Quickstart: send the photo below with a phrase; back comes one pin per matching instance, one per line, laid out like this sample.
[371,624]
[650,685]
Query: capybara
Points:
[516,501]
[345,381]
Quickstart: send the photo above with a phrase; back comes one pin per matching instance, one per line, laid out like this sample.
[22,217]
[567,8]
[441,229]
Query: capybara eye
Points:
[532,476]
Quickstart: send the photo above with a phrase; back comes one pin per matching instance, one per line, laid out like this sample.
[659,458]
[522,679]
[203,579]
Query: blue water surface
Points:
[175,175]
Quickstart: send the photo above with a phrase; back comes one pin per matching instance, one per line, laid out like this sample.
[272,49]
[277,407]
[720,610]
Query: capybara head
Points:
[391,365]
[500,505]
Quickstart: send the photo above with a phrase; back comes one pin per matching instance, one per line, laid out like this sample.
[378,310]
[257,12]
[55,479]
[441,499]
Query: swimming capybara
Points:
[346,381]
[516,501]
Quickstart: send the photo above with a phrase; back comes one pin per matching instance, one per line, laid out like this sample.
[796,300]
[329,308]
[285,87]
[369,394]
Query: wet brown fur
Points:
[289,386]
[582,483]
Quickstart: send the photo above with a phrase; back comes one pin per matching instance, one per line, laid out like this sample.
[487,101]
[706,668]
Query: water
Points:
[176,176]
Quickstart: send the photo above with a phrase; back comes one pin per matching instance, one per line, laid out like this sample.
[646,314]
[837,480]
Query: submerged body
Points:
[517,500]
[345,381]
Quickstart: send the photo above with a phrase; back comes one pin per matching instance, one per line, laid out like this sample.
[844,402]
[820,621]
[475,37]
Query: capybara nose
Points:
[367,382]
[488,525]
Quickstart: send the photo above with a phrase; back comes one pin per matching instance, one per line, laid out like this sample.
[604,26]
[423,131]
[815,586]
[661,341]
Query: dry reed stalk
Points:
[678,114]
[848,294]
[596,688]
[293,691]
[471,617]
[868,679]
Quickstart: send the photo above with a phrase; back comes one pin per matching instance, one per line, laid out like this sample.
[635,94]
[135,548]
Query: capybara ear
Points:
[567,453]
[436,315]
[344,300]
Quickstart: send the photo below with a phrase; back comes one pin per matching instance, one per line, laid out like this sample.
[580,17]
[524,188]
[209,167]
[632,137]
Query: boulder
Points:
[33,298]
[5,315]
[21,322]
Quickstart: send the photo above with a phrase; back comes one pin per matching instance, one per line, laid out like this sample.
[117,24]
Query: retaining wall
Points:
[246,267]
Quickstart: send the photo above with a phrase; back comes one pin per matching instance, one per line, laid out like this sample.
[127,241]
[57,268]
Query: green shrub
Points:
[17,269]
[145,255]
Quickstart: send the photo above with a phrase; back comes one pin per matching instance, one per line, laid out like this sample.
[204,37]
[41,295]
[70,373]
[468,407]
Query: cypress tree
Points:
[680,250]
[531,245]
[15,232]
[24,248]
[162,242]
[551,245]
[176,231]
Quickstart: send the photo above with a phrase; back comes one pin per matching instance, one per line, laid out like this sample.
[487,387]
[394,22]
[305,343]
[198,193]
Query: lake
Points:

Work instructions:
Print all the data exactly.

Result of this task:
Quickstart: send the photo below with a phrase; back comes one pin per matching instance, one per line, laid out like this sample.
[371,624]
[650,685]
Query: capybara
Points:
[516,501]
[345,381]
Quickstart: send the photo above with a phrase; back comes one pin per matching instance, one per line, laid out like this sample.
[22,217]
[567,8]
[441,229]
Query: capybara eye
Points:
[532,476]
Quickstart: send the photo above with a phrase; back comes one pin per matching instance, one per line, laid out like this sample.
[659,458]
[522,679]
[203,579]
Query: blue water surface
Points:
[175,175]
Quickstart: send the photo above with a phrase; back comes one pin per matching instance, one per line, laid out like this sample.
[272,49]
[277,407]
[720,610]
Query: capybara head
Points:
[391,365]
[500,505]
Quickstart: send the photo above with a phrase; back comes one pin per matching instance, one per line, laid out like this sample.
[378,310]
[257,12]
[55,479]
[441,499]
Query: swimming capybara
Points:
[346,381]
[516,501]
Quickstart: send the photo above with a phrase; back comes one pin per matching instance, one per line, laid out like this sample.
[796,300]
[329,308]
[285,87]
[369,394]
Query: wet brown fur
Points:
[289,386]
[582,483]
Quickstart: send the photo above with a phrase; back comes one pin per matching instance, one per line, laid out like this sample.
[487,101]
[706,668]
Query: water
Points:
[176,176]
Quickstart: send the photo above with a phrase; back comes one pin per matching instance, one per line, laid out like this sample.
[646,314]
[837,480]
Query: submerged body
Points:
[517,500]
[345,381]
Quickstart: send the photo above with a phrase; back comes one pin per matching instance, one per line, laid out like this sample.
[844,402]
[820,621]
[475,37]
Query: capybara nose
Points:
[367,382]
[488,525]
Quickstart: send the photo above with a phrase; back comes one pin per matching instance, one per line, laid out like this sample.
[604,26]
[423,131]
[815,586]
[661,341]
Query: dry reed stalk
Points:
[678,114]
[848,294]
[596,688]
[293,691]
[471,617]
[868,679]
Quickstart: send the photo above with a phrase; back comes one pin per matching instance, one per line, laid out like this sample.
[635,94]
[135,548]
Query: capybara ear
Points:
[567,453]
[436,315]
[344,300]
Quickstart: send the photo below with a phrase; back comes one pin per matching instance, one per line, laid out like this sample.
[580,17]
[524,188]
[209,167]
[632,137]
Query: boulder
Points:
[33,298]
[5,315]
[21,322]
Quickstart: send the photo above with a phrase; back comes one pin per matching instance, one per line, laid out like this sample.
[117,24]
Query: retaining wall
Points:
[246,267]
Quickstart: send the photo above with a phrase; back comes one pin per matching instance, one per line, laid out like this sample.
[127,241]
[57,268]
Query: green shrub
Points:
[17,269]
[145,255]
Quickstart: send the photo above with a phrase; back comes one pin per matching instance, one per line, laid out like this sample.
[204,37]
[41,295]
[70,373]
[468,407]
Query: cypress tree
Points:
[680,250]
[531,245]
[15,232]
[24,248]
[162,242]
[551,245]
[176,231]
Quickstart: send the photo above with a phrase; back comes one pin per matching instance, one per line, laid out like this sample.
[487,387]
[394,22]
[305,343]
[198,193]
Query: lake
Points:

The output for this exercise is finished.